Bußgeldverfahren, Rahmengebühren, Bemessung

Gericht / Entscheidungsdatum: AG Meißen, Beschl. v. 23.01.2015 - 13 OW 703 Js 22714/12

Leitsatz: 1. Anwaltliche Tätigkeit in Verkehrsordnungswidrigkeiten sind nicht grundsätzlich lediglich als unterdurchschnittlich einzustufen.
2. Zur Bemessung der anwaltlichen Gebühren in Verkehrsordnungswidrigkeitenverfahren.


Bußgeldsachen
Aktenzeichen: 13 OW 703 Js 22714/12
BESCHLUSS
In dem Bußgeldverfahren gegen
geboren am
Verteidiger: Rechtsanwalt
wegen Verkehrsordnungswidrigkeit hier. Kostensache
ergeht am 23.01.2015
durch das Amtsgericht Meißen - Bußgeldrichter -
nachfolgende Entscheidung:
Der Kostenfestsetzungsbeschluss des Amtsgerichts Meißen vom 27.03.2013 wird auf die Erinnerung des Verteidigers abgeändert und dem Betroffenen weitere außergerichtliche Auslagen in Höhe von 160,35 €, die ab dem 05.07.2012 mit 5 Prozentpunkten über dem Basiszinssatz zu verzinsen sind, erstattet.

####################

__AUFGABENSTELLUNG__: Welche Kalenderdaten stehen im Textausschnitt oben? Nenne jedes Datum nur einmal.

(Zeigeeinträge zu beschrifteten Objekten)
####################

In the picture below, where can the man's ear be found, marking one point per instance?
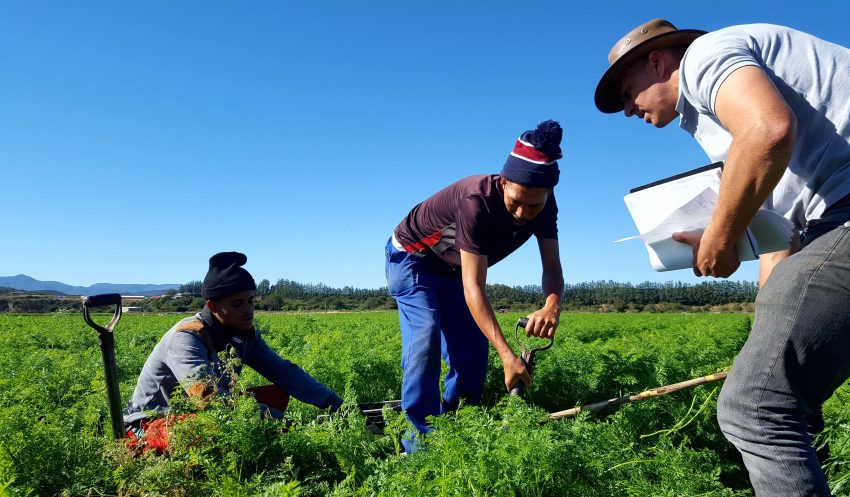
(656, 62)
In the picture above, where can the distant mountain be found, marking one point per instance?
(26, 283)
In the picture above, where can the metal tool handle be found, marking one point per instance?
(522, 323)
(102, 300)
(107, 349)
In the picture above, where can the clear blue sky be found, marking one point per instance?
(137, 139)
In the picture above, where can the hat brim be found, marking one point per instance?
(607, 95)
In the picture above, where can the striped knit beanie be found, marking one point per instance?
(534, 160)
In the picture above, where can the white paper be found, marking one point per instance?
(686, 204)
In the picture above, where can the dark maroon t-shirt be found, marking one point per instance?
(470, 214)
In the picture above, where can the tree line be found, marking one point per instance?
(288, 295)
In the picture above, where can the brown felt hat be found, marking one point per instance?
(649, 36)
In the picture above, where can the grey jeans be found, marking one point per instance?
(797, 354)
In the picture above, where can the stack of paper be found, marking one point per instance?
(685, 202)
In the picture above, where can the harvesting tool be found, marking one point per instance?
(646, 394)
(107, 349)
(527, 354)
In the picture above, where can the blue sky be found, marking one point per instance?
(137, 139)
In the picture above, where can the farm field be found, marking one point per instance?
(55, 435)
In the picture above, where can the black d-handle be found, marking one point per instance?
(101, 300)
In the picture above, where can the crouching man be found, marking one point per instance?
(187, 355)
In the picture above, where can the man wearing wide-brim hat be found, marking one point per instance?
(773, 103)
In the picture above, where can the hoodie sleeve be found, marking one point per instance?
(288, 376)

####################

__MUSTERLÖSUNG__: 23.01.2015, 27.03.2013, 05.07.2012